··· TEXTO FORNECIDO ···

Por outro lado, que obstáculos estão colocados à atração desses cérebros? Os preços da habitação, por exemplo, são um obstáculo?
Obviamente, há questões a resolver, incluindo os baixos salários e a disponibilidade de emprego para trabalhadores qualificados e com formação académica. No entanto, apesar do sentimento e dos custos locais, Lisboa continua a ser muito acessível por comparação com outras grandes cidades europeias. A análise dos vários índices globais de cidades habitáveis constitui uma boa referência para o que atrai as empresas e os trabalhadores: bons cuidados de saúde, acesso a espaços abertos, cultura, clima, baixa criminalidade, boas escolas e (embora sob pressão) preços acessíveis da habitação. Lisboa tem tudo isto e muito mais.
O que é que deveria ser feito para que esses obstáculos fossem eliminados, promovendo-se a atração de talento estrangeiro?
Depende muito do setor e da faixa etária. Os jovens talentos procuram certas coisas, enquanto as famílias precisam de outras.
Como referiu, Portugal compara mal com os demais países da Europa em termos de salários. Portugal consegue atrair estudantes, mas não trabalhadores estrangeiros qualificados? Como podemos mudar esse cenário, tendo em conta até a escassez de talento de que sofrem as empresas portuguesas?
Os salários são apenas um dos fatores que atraem os talentos para um país. O lado positivo dos salários mais baixos são os custos mais baixos, incluindo a habitação que, apesar de ter aumentado drasticamente nos últimos anos, continua a ser competitiva por comparação com outras cidades europeias. Penso que Portugal tem muito para oferecer que compensa os salários mais baixos. A qualidade de vida é muito importante para muitas pessoas.
Ao longo da sua carreira, desenvolveu parcerias entre várias universidades. Porque é que é importante desenvolver esses laços?
As universidades são locais onde novas ideias e formas de pensar provocam debate e discussão. Nenhuma universidade detém o monopólio das ideias – quanto maior for a rede, maior é a probabilidade de se obterem inovações através de crowdsourcing. Isto é particularmente verdade no domínio da investigação, em que as diferentes perspetivas e culturas são fundamentais para novas ideias.
No caso das universidades portuguesas, sentem que têm feito o suficiente para estabelecerem esses laços internacionais ou é um esforço ainda incipiente? O que pode ser melhorado?
Na minha experiência, as universidades portuguesas têm muito para oferecer. Construir e manter redes e parcerias requer tempo e investimento. É necessário dar prioridade a este aspeto e reconhecê-lo.
Sempre acreditei firmemente que precisamos de ensinar aos estudantes como pensar e não o que pensar.
Enquanto diretor académico, será responsável pela gestão educacional e científico. O mundo do trabalho está em profunda mudança. As faculdades estão a adaptar-se ao ritmo desejado? De que modo?

···

== O QUE FAZER ==
- A) Na entrevista sobre talento estrangeiro, reescreva o trecho que começa em "Obviamente, há questões" e termina em "e muito mais.", substituindo "Lisboa" por "Porto".
- B) Dê seguimento à entrevista sobre talento estrangeiro a partir da última frase apresentada.

··· ENTRADAS ···

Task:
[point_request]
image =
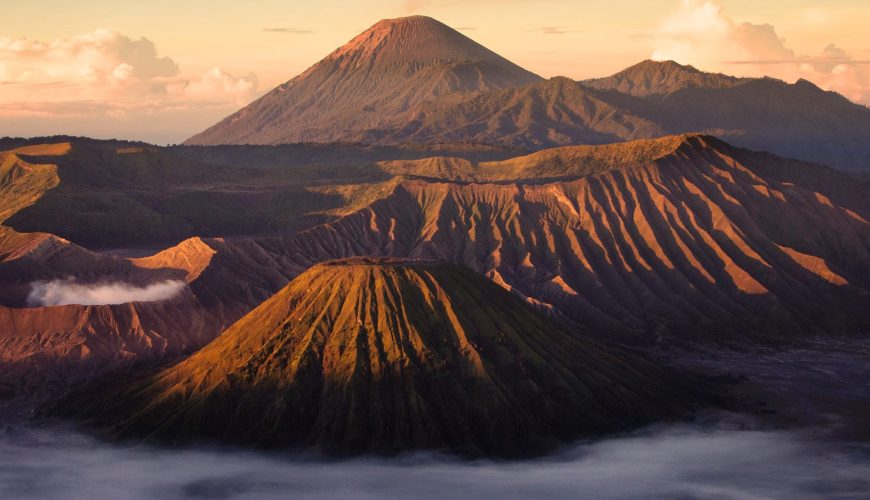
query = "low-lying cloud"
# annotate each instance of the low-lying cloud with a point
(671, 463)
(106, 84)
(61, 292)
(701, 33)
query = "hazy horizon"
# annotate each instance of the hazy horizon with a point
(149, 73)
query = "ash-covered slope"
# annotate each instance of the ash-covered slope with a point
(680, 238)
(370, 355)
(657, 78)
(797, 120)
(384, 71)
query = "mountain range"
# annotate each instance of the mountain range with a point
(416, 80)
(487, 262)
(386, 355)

···

== RESPOSTAS POR TAREFA ==
- A)
Obviamente, há questões a resolver, incluindo os baixos salários e a disponibilidade de emprego para trabalhadores qualificados e com formação académica. No entanto, apesar do sentimento e dos custos locais, Porto continua a ser muito acessível por comparação com outras grandes cidades europeias. A análise dos vários índices globais de cidades habitáveis constitui uma boa referência para o que atrai as empresas e os trabalhadores: bons cuidados de saúde, acesso a espaços abertos, cultura, clima, baixa criminalidade, boas escolas e (embora sob pressão) preços acessíveis da habitação. Porto tem tudo isto e muito mais.

- B)
Não. A ideia subjacente à Forward College deve-se exatamente ao facto de existir um desfasamento crescente entre o ensino superior e as necessidades do trabalho. Sempre acreditei firmemente que precisamos de ensinar aos estudantes como pensar e não o que pensar, e a Forward procura fazer isso.
E entende que atualmente as faculdades estão a formar o talento adequado ao que os empregadores estão à procura ou há um fosso? Como se explica?
Há bolsas de inovação e evolução, mas, de um modo geral, não. A questão é que os empregadores também não sabem como será o futuro do trabalho. O que sabemos é que precisamos de estar prontos e capazes de nos adaptar e de aprender. A aprendizagem contínua e a atualização de competências serão essenciais para que os trabalhadores se mantenham relevantes no mercado de trabalho.
A universidade tradicional continuará a ter um papel a desempenhar, mas haverá uma maior escolha e oportunidades para aqueles que procuram algo diferente.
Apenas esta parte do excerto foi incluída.